WRITTEN INSTRUCTION: Reproduce the data below, swapping every occurrence of "disc" for "circle" and leaving all other text unchanged.
>> begin DATA FOR THE TASK
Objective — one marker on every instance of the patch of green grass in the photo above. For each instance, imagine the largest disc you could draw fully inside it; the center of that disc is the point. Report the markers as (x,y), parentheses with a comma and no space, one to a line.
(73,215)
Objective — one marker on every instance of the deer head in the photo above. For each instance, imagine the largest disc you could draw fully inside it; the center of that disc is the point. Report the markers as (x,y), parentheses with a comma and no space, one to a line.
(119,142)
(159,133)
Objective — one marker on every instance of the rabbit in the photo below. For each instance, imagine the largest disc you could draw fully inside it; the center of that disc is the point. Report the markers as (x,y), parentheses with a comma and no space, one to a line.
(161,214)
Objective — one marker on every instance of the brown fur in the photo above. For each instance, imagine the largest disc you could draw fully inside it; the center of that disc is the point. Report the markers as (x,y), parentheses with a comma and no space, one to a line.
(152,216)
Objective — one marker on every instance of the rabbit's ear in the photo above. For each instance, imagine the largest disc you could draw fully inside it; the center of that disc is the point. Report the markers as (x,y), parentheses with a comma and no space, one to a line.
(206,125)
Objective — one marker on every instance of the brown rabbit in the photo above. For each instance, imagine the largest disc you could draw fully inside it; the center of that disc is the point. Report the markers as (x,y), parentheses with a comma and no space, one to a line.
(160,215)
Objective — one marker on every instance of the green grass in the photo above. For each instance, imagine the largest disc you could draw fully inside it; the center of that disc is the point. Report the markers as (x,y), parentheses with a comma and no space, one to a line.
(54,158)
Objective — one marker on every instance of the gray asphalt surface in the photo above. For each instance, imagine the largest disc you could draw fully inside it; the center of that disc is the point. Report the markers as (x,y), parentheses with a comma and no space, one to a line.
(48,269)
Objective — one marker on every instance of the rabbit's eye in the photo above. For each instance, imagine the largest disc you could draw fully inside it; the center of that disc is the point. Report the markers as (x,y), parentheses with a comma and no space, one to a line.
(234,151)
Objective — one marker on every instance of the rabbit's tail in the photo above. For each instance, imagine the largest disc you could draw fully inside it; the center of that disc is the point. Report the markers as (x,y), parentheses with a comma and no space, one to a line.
>> end DATA FOR THE TASK
RESULT FOR THIS EXERCISE:
Objective — one marker on every instance of the patch of green grass in the photo above. For each instance, imagine the largest circle you could draw fully inside it; the center of that circle is the point. Report the markers as (x,y), parentheses with a comma and no space, one to a line.
(73,215)
Objective — one marker on every instance of the deer head in the photo above. For each instance, imagine the largest circle you could draw fully inside it; the center of that circle is the point. Report the markers as (x,y), parentheses with a comma and no space, one to a line.
(119,142)
(159,133)
Objective — one marker on every instance of the rabbit in the photo below. For each instance, imagine the largest circle you could draw fully inside it; the center of that circle is the point. Report the markers as (x,y), parentheses with a comma and no space, one to a line.
(161,214)
Objective — one marker on every instance of the brown fur in the photo above. For each instance, imagine the largest circle you could draw fully inside it; the center of that circle is the point. Report the markers as (x,y), parentheses with a comma and no space, one to a line.
(152,216)
Objective — one marker on every instance of the rabbit's ear in the photo above. For each instance, imagine the largest circle you could draw fully inside it; the center of that circle is the point. Report the markers as (x,y), parentheses with a comma and no space, one to a line.
(206,125)
Objective — one marker on every instance of the brown rabbit in the photo above. For each instance, imagine the largest circle you could draw fully inside it; the center of that circle is the point. Report the markers as (x,y), parentheses with a comma and no space, one to a line.
(160,215)
Objective — one marker on every instance of the green grass in the photo above. For each instance, imagine the largest circle you could draw fully inside it; the center of that circle is the point. Report the markers as (x,y), parentheses with a comma and no space, one to a line.
(54,158)
Objective — one marker on every instance of the gray asphalt surface in the photo above. For each instance, imagine the largest circle you could draw fully inside it; the center of that circle is the point. Report the markers as (x,y), parentheses with a comma and no space, one to a line.
(48,269)
Objective — one marker on every instance of the rabbit's eye in the photo above. For each instance, imagine the largest circle you could draw fully inside it; the center of that circle is the point. Report the markers as (x,y), parentheses with a comma and no space, one to a line.
(234,151)
Objective — one marker on every instance of the rabbit's tail in the photo above. For each instance, imagine the largest circle you could draw fully inside it; the center of that circle is the point. Report the markers as (x,y), parentheses with a comma and no space, one to a line.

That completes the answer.